>> START GIVEN INFORMATION

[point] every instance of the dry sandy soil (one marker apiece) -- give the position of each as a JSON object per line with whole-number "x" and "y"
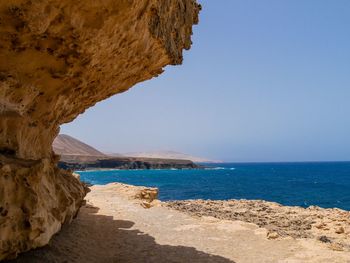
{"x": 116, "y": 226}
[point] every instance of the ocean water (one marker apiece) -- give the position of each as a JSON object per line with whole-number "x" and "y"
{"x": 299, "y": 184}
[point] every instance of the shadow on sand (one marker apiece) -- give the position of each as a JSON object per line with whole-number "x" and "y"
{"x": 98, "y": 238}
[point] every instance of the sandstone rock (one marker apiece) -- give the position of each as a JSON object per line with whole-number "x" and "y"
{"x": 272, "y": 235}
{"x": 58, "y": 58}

>> END GIVEN INFORMATION

DIRECTIONS: Lay out the records above as a two-column CSV headed text and answer, one row for each record. Put each field in double quotes, replace line breaks with spaces, and leave out the pictures.

THE SOLUTION:
text,answer
"[point] every instance of the dry sandy soil (one marker apiece) -- give the position of each as a JSON object per line with whole-number ""x"" and ""y""","{""x"": 116, ""y"": 226}"
"[point] every instance of the ocean water (one marker apiece) -- give the position of each as a JSON object per line with whole-number ""x"" and ""y""","{""x"": 299, ""y"": 184}"
"[point] every instance of the shadow on sand (one marker apiece) -- give the position of each as a JSON object per line with whole-number ""x"" and ""y""","{""x"": 98, ""y"": 238}"
"[point] every instance of the sandstone rock (one marker apiece) -- give the position of each as a JSON object per line with whole-number ""x"" and ""y""","{""x"": 272, ""y"": 235} {""x"": 58, ""y"": 58}"